====== Data extracts ======

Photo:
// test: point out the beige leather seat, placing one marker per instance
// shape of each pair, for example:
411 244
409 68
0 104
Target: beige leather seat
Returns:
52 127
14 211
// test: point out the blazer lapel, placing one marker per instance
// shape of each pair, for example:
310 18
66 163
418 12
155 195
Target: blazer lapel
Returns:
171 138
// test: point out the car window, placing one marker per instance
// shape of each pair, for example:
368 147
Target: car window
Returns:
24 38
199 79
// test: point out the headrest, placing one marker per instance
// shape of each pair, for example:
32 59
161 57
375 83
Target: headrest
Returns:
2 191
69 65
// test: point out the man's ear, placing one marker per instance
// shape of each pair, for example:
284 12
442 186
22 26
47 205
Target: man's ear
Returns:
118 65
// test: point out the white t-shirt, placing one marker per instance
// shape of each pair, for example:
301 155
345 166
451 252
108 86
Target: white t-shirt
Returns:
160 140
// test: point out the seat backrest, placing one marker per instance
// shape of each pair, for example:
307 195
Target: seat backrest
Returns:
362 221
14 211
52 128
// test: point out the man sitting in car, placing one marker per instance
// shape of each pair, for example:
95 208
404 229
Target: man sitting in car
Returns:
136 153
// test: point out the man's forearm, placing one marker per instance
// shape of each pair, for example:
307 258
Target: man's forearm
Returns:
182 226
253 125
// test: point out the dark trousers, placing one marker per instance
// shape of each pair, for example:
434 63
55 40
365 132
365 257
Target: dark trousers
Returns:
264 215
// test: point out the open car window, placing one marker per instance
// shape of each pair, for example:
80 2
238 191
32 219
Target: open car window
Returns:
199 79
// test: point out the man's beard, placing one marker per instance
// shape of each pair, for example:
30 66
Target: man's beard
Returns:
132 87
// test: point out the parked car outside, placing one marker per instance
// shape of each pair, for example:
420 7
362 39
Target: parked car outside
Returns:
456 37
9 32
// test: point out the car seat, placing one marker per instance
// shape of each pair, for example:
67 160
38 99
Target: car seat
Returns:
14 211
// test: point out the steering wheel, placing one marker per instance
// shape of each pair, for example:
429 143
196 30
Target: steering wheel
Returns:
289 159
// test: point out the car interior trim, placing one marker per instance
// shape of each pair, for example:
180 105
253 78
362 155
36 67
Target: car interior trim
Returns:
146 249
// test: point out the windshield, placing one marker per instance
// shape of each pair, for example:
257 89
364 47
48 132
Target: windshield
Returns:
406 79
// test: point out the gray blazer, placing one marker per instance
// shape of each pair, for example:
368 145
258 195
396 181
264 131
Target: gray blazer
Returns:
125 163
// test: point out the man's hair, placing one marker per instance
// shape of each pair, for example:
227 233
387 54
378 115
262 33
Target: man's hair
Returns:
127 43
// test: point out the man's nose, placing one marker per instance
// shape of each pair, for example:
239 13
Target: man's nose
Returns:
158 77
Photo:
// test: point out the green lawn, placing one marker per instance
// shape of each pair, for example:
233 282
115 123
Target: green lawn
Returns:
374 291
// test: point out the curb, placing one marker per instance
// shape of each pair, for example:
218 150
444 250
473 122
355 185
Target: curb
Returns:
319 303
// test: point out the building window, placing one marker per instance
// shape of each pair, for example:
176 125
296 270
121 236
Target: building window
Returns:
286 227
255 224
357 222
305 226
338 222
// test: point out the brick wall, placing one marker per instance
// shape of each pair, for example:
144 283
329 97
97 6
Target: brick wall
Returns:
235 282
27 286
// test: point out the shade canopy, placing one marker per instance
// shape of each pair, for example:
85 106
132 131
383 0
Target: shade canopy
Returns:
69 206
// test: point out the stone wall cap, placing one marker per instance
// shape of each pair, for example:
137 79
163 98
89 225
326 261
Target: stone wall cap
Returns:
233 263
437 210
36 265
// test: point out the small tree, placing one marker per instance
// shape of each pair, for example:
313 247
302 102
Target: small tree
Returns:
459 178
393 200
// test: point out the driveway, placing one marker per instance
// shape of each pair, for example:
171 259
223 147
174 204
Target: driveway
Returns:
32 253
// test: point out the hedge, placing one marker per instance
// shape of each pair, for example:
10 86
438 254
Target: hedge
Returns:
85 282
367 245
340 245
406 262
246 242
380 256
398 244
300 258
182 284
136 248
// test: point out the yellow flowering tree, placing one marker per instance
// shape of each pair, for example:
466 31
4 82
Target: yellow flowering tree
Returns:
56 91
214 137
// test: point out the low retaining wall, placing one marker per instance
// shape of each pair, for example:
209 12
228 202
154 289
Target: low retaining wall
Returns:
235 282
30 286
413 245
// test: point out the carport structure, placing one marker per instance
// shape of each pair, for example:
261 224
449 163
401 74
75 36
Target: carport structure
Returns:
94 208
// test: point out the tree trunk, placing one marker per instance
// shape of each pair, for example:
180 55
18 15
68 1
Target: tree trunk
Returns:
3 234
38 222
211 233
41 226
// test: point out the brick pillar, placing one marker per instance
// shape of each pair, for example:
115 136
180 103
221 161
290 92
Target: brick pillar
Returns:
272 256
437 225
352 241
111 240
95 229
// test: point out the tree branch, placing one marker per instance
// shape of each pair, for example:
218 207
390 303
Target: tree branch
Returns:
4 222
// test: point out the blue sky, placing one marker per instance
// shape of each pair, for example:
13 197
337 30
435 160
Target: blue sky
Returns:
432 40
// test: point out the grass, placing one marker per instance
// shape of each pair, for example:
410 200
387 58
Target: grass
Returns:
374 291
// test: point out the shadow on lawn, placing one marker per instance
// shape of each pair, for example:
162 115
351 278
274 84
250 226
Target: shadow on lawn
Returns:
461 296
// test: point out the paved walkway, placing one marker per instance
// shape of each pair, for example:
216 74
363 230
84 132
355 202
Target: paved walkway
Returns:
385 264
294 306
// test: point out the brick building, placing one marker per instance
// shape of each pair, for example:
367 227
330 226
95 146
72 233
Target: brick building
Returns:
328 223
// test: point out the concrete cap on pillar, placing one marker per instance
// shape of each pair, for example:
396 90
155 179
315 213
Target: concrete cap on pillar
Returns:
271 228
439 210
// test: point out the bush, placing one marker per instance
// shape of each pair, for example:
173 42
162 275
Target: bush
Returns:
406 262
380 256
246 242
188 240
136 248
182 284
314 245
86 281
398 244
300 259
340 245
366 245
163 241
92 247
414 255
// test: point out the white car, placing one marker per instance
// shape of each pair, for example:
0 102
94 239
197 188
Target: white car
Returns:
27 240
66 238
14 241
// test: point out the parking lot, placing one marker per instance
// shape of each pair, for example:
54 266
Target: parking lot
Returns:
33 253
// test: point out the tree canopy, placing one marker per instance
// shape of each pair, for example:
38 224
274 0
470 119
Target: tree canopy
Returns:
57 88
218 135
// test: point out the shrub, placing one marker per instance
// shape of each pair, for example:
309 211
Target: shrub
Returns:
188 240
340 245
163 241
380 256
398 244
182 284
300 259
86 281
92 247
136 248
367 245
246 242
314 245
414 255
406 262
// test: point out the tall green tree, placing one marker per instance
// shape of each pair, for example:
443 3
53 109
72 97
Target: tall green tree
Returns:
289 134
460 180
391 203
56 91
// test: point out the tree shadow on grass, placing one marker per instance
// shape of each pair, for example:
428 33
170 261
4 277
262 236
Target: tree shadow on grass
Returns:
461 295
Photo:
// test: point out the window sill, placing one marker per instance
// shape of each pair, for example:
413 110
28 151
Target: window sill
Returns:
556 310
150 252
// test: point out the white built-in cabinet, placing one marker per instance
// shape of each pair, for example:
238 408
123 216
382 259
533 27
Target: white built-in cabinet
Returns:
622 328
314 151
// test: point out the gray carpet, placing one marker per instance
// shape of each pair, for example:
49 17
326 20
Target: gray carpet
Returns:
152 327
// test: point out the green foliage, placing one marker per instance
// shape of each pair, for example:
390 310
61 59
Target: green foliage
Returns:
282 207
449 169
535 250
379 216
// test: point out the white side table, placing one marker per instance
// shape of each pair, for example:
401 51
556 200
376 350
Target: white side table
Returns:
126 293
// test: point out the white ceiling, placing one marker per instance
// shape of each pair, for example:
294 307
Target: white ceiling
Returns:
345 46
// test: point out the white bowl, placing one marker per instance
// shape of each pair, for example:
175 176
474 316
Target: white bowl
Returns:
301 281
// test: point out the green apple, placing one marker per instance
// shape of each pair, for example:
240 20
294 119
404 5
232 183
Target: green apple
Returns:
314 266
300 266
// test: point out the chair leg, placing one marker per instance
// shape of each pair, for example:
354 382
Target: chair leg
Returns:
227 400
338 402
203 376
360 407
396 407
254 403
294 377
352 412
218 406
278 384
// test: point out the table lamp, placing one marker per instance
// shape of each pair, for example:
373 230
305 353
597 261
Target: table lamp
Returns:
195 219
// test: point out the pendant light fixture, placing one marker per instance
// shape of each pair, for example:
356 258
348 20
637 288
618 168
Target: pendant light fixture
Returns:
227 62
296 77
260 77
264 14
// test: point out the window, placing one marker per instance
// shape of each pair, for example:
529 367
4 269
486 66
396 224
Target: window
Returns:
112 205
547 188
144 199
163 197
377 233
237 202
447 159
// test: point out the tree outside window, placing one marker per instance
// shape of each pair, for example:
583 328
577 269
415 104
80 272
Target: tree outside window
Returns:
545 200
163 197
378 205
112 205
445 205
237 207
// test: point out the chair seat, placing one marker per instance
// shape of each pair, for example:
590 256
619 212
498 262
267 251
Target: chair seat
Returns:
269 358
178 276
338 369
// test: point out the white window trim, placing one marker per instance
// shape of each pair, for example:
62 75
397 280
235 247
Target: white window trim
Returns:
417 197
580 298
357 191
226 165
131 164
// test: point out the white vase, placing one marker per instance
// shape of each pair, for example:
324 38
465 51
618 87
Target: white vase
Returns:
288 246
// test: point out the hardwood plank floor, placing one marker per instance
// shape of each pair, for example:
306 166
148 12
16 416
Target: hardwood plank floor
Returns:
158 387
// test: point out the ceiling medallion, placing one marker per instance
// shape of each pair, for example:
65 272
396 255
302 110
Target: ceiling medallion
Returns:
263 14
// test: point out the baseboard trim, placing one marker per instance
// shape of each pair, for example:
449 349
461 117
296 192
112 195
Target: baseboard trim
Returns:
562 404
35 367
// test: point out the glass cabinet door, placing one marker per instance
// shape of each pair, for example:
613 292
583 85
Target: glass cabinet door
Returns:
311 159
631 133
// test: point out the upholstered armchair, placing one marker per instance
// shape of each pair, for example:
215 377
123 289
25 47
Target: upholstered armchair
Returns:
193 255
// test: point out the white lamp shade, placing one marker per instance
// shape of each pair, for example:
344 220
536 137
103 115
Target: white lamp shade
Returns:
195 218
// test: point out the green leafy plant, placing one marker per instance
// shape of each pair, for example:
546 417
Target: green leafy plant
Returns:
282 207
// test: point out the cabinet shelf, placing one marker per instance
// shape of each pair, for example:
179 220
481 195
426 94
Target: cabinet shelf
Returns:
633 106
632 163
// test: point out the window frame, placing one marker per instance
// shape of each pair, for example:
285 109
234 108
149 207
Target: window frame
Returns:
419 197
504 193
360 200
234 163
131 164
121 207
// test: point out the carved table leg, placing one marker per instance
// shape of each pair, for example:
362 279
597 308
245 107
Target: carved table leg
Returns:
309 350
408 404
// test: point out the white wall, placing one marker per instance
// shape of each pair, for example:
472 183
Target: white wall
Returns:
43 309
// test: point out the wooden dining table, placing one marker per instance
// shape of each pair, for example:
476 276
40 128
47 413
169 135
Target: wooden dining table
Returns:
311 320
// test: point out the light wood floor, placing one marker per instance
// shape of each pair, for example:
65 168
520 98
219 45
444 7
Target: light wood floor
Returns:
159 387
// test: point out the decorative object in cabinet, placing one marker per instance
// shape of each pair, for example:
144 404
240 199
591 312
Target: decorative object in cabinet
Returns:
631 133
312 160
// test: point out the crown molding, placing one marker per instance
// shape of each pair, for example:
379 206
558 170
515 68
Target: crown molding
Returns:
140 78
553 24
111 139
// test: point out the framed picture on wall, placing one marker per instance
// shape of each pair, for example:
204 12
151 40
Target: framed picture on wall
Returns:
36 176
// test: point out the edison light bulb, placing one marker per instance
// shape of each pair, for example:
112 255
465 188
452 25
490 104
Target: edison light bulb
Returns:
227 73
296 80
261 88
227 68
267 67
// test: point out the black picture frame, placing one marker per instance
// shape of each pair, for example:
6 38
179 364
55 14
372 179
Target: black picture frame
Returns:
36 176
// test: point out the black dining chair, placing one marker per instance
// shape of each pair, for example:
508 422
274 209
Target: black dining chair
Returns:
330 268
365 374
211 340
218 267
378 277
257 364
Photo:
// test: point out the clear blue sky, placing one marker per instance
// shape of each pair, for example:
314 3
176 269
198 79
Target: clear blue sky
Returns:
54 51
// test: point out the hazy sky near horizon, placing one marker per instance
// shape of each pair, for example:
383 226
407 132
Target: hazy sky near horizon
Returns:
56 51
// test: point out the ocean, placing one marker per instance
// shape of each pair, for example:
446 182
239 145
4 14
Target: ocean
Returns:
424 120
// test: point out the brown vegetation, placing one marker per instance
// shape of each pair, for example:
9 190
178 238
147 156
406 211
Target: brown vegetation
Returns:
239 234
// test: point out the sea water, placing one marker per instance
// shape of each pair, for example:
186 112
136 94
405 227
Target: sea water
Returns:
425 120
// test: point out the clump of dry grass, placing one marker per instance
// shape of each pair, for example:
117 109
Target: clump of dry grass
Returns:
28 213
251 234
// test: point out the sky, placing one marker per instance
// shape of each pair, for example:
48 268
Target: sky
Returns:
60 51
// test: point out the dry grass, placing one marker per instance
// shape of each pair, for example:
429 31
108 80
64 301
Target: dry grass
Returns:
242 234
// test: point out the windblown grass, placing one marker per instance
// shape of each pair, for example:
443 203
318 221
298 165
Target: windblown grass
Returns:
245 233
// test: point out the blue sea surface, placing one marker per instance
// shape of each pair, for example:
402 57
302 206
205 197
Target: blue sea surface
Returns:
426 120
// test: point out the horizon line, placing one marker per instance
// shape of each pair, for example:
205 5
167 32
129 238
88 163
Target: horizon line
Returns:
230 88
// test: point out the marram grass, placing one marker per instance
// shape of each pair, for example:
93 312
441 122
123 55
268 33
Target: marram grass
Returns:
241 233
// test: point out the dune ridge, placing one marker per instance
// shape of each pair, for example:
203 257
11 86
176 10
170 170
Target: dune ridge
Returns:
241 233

======

* [The task]: Set down exactly the line with "ridge, placing one marker per instance" and each line after it up to the end of the records, adding nothing.

* [Result of this exercise]:
// test: point out the dune ridge, placing one marker per instance
// shape of each pair, for example:
203 257
11 86
176 10
170 170
Target: dune ridge
Returns:
241 233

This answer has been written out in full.